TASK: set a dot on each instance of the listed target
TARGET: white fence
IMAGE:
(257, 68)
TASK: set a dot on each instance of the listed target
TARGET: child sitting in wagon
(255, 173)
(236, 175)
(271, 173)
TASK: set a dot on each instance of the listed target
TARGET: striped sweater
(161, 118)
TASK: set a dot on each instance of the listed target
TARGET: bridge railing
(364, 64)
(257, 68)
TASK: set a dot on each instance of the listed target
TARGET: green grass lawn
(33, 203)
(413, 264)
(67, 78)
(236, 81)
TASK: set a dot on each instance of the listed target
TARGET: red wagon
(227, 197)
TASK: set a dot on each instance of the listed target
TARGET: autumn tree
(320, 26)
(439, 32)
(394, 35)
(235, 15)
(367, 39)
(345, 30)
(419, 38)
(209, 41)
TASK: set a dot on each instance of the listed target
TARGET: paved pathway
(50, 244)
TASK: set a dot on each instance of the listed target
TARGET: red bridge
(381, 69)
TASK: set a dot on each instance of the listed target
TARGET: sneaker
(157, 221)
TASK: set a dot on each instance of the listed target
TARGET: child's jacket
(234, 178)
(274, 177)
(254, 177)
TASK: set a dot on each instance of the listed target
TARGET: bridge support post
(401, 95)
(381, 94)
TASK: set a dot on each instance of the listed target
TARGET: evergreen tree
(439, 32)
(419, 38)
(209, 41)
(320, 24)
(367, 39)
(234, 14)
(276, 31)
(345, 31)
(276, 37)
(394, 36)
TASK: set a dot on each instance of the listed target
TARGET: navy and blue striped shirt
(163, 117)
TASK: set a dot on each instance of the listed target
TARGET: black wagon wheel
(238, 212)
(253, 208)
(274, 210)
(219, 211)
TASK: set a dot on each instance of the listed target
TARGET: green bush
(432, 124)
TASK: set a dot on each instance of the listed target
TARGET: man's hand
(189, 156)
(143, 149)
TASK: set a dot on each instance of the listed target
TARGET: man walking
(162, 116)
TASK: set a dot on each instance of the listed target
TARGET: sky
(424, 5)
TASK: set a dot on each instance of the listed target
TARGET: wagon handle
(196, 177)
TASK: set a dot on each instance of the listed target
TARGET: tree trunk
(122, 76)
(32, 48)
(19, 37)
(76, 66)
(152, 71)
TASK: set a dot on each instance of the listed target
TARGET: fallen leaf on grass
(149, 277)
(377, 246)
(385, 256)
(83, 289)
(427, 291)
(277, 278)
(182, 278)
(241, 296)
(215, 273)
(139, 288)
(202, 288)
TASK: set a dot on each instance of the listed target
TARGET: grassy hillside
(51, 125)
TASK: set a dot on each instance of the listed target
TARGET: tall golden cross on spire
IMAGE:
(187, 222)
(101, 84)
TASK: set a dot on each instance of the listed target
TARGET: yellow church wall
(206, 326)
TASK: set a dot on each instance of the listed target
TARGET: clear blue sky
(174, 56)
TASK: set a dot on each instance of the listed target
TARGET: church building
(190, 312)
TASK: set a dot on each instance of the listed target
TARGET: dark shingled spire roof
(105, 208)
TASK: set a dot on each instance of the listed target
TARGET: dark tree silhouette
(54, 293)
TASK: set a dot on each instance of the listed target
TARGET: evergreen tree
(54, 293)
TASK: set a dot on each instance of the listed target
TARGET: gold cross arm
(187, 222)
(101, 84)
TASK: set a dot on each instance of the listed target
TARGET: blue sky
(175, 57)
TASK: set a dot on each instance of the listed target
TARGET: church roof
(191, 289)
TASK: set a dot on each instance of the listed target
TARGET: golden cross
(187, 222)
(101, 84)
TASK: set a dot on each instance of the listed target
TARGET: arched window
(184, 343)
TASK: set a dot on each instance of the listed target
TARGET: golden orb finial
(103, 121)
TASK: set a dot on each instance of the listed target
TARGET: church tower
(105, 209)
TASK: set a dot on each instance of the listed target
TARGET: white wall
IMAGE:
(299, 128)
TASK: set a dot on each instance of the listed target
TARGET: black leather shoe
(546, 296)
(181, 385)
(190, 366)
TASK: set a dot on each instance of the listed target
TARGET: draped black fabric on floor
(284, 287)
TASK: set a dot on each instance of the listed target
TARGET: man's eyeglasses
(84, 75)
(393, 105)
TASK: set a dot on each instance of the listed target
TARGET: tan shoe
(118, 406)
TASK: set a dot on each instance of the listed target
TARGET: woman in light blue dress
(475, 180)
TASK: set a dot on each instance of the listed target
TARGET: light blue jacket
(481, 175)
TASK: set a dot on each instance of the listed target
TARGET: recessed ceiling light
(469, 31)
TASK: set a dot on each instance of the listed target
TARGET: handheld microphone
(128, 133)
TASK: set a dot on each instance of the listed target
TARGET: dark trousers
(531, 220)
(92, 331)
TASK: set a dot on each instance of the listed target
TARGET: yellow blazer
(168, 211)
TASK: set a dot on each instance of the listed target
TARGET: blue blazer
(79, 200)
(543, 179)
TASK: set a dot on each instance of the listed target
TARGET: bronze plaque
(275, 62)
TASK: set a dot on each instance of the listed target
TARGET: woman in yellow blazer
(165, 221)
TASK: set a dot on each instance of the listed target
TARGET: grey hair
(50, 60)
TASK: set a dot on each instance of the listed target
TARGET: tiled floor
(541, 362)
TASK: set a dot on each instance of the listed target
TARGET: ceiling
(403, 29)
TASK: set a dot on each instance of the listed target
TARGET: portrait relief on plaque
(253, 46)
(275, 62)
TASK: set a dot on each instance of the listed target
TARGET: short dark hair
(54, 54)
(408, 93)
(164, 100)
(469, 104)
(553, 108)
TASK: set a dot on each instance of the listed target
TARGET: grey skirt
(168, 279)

● ● ● ● ●

-- GIVEN REQUEST --
Gather every line of the data above that contains the string "shoe". Case counts.

-- ANSWER IN FULL --
TARGET: black leather shoe
TARGET: tan shoe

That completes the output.